→ Problem details: Using the consolidation note below, say whether each statement agrees with it, answering yes or no and quoting the deciding words: (a) intercompany balances and transactions are removed in consolidation; (b) the results of the consolidated investment products directly affect the net income attributable to HKHC; (c) KBD Securities LLC is one of HKHC's wholly-owned subsidiaries.
[Begin Quoted passage]
The Condensed Consolidated Financial Statements include the accounts of HKHC and all of its wholly-owned subsidiaries (Horizon Kinetics Asset Management LLC, Kinetics Funds Distributor LLC, KBD Securities LLC and SLG Chemicals, Inc.). All intercompany balances and transactions have been eliminated in consolidation.
The Company and its wholly owned subsidiaries manage or control certain entities that have been consolidated in the accompanying financial statements. These entities include our proprietary funds (collectively, “consolidated investment products” or “CIPs”). Including the results of the consolidated investment products significantly increases the reported amounts of the assets, liabilities, revenues, expenses and cash flows within the accompanying consolidated financial statements. However, the consolidated investment products’ results included herein have no direct effect on the net income attributable to HKHC or to its Stockholders’ Equity. Instead, economic ownership of the investors in the consolidated investment products are reflected as redeemable non-controlling interests in consolidated investment products. Further, cash flows allocable to redeemable non-controlling interests in consolidated investment products are specifically identifiable within the Consolidated Statement of Cash Flows.
[End Quoted passage]
[Begin Material shown]
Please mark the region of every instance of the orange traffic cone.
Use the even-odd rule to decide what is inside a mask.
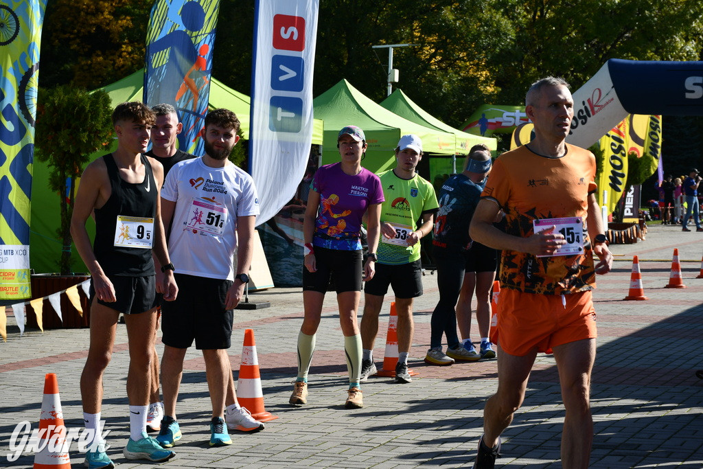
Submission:
[[[489,338],[491,342],[498,343],[498,300],[501,296],[501,282],[493,283],[493,295],[491,295],[491,330]]]
[[[624,300],[649,300],[645,296],[645,290],[642,288],[642,276],[640,274],[640,259],[637,256],[632,257],[632,275],[630,277],[630,293]]]
[[[68,457],[66,427],[63,425],[58,382],[56,375],[53,373],[48,373],[44,377],[39,438],[46,441],[39,442],[39,447],[41,449],[34,454],[34,469],[70,469],[71,459]]]
[[[678,262],[678,250],[673,250],[673,260],[671,261],[671,274],[669,278],[669,285],[665,288],[685,288],[681,279],[681,264]]]
[[[398,364],[398,313],[395,309],[395,302],[391,303],[391,314],[388,318],[388,332],[386,333],[386,351],[383,354],[383,369],[377,375],[386,378],[395,377],[395,366]],[[418,374],[417,371],[408,368],[411,376]]]
[[[701,259],[701,272],[696,276],[696,278],[703,278],[703,259]]]
[[[257,357],[253,329],[244,331],[242,363],[239,366],[239,378],[237,379],[237,400],[239,405],[246,407],[252,413],[252,417],[259,422],[268,422],[278,418],[264,408],[264,391],[262,390],[261,375],[259,374],[259,359]]]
[End Material shown]
→ Task solution:
(a) Yes: "All intercompany balances and transactions have been eliminated in consolidation."
(b) No: "the consolidated investment products’ results included herein have no direct effect on the net income attributable to HKHC or to its Stockholders’ Equity."
(c) Yes: "all of its wholly-owned subsidiaries (Horizon Kinetics Asset Management LLC, Kinetics Funds Distributor LLC, KBD Securities LLC and SLG Chemicals, Inc.)"